Required action
Every line of the data below should be printed exactly. Nothing may be dropped.
--- Data to process ---
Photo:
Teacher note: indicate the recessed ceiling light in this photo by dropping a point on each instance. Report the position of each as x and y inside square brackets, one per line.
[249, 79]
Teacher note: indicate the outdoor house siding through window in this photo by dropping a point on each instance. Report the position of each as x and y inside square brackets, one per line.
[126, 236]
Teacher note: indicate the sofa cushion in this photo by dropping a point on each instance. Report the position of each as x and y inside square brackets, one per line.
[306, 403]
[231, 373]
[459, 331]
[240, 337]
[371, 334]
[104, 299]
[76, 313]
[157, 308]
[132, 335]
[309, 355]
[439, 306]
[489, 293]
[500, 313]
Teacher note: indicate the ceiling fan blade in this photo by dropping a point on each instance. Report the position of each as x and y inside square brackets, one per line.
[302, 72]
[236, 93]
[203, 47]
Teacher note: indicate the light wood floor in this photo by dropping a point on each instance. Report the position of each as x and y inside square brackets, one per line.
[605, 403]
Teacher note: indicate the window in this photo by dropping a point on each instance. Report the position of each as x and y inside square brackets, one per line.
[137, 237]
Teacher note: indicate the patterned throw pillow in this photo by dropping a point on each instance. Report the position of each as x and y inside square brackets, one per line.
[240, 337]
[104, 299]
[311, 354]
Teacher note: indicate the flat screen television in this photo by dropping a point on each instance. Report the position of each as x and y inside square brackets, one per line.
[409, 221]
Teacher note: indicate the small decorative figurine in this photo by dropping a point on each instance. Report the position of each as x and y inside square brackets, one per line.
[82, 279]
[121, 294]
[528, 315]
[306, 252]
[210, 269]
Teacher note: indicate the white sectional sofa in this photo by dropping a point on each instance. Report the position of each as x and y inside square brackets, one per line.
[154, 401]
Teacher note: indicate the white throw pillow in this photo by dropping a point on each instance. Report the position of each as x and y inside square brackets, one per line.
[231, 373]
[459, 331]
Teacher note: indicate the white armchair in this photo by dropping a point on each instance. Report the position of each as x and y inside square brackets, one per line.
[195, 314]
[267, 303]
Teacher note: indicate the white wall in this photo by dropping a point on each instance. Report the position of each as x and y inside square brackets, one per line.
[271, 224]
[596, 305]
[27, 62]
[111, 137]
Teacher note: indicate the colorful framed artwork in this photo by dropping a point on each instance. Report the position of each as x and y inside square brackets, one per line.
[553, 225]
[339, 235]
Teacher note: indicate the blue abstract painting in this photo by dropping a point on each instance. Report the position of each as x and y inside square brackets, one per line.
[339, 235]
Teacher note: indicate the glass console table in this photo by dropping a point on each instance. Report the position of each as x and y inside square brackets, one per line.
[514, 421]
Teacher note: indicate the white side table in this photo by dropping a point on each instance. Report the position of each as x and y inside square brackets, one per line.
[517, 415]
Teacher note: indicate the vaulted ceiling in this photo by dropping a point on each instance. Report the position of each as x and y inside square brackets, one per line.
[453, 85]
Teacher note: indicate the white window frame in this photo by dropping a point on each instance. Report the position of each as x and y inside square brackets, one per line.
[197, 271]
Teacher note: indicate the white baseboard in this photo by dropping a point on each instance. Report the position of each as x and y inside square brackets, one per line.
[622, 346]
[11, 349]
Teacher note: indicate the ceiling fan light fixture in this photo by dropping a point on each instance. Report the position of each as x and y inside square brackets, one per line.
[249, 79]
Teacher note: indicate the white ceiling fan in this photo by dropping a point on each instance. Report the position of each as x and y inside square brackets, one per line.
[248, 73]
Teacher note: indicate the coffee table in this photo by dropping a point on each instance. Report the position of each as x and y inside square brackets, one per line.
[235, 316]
---
Solution to this task
Photo:
Teacher note: indicate the recessed ceiling light in this photo by dropping a point on each instance. Report the position of each as x and y inside square brackets, one per line.
[249, 79]
Teacher note: indicate the outdoor house siding through window in this photo by dropping a point on each instance. Report the position of each as x and y inside square brackets, one per line.
[126, 236]
Teacher note: indicate the sofa cushion in this photo by dropping a point on each instance. Report the position of each as x and y inside square brackets, one per line.
[306, 403]
[231, 373]
[459, 331]
[240, 337]
[371, 334]
[104, 299]
[76, 313]
[157, 308]
[132, 335]
[309, 355]
[439, 306]
[489, 293]
[500, 313]
Teacher note: indicate the ceiling fan blade in this photo by dropping a point on each instance. Report the position of each as x and y inside square brackets, one per line.
[302, 72]
[236, 93]
[203, 47]
Teacher note: indicate the light wood floor in this photo by dropping a point on each instance. Report the position of each as x and y inside square brackets, one per line.
[605, 403]
Teacher note: indicate the window in this photo by dropping a point on each instance. Report the position of each as x and y inside square brackets, one per line.
[137, 237]
Teacher note: indicate the patterned throw pillow in this photo by dropping a point on each instance. Report the position of each as x and y inside square brackets, one per line.
[240, 337]
[104, 299]
[311, 354]
Teacher note: indicate the flat screen television in this photo by dropping a point on each instance. Report the position of each as x and y inside square brackets, one per line.
[409, 221]
Teacher note: indicate the small decorative figurine in this photo by dropping a point on each instance. Report the position of each as x and y inside square brackets, one per line.
[82, 279]
[121, 294]
[528, 315]
[306, 252]
[210, 269]
Teacher note: indicate the white sectional sofa in this photo by dropping a point on each instance. Report the position of each as x and y inside square brackets, one per line.
[154, 401]
Teacher note: indicate the white throw pillow in this photo by dropping a point on each instance. Report the position of each as x and y inside square brackets, one per line.
[231, 373]
[459, 331]
Teacher note: indicate the white armchair in this photo by dropping a point on each instance. Report the position of each as x and y inside square brackets, one per line.
[195, 314]
[267, 303]
Teacher note: indicate the white wall in this photo by dropping a point on each instance. Report the position of each as x and y inside square brackets, one per line.
[271, 224]
[596, 305]
[27, 62]
[111, 137]
Teacher note: indicate the colorful framed artwork in this photo by dropping a point on each instance. Report the position of each as x and y inside square brackets, one per line.
[553, 225]
[339, 235]
Teacher note: indicate the blue abstract painting in this photo by dropping a point on each instance. Report the position of each as x and y inside square brackets, one per line.
[339, 235]
Teacher note: indicate the glass console table in this photo by dropping a point on each instance. Report the position of each as x and y inside square brackets, one per line.
[514, 421]
Teacher note: indicate the white side table in this photo by dropping a point on each instance. Report the position of each as x and y inside square brackets, one per line.
[517, 415]
Teacher note: indicate the vaulted ceiling in this photo by dropping a point on each instance. Report the position of each as x and y inside square brackets, one per line.
[453, 85]
Teacher note: indicate the white window frame in this photo by dropping a point on each instance. Report the position of each as x and y inside square brackets, one per line.
[197, 271]
Teacher note: indicate the white baseboard in this photo by dropping a point on each instance. Report the position of each as x and y inside square brackets, one per line.
[622, 346]
[11, 349]
Teacher note: indicate the ceiling fan light fixture in this photo by dropping a point on each instance. Report the position of each as x and y inside square brackets, one per line.
[249, 79]
Teacher note: indicate the white ceiling fan in this photo by dropping a point on each instance. Report the position of each as x and y inside square brackets, one per line.
[248, 73]
Teacher note: indicate the coffee table in this photo by dropping a point on each instance. Report the position of each as x and y inside square brackets, one per line.
[235, 316]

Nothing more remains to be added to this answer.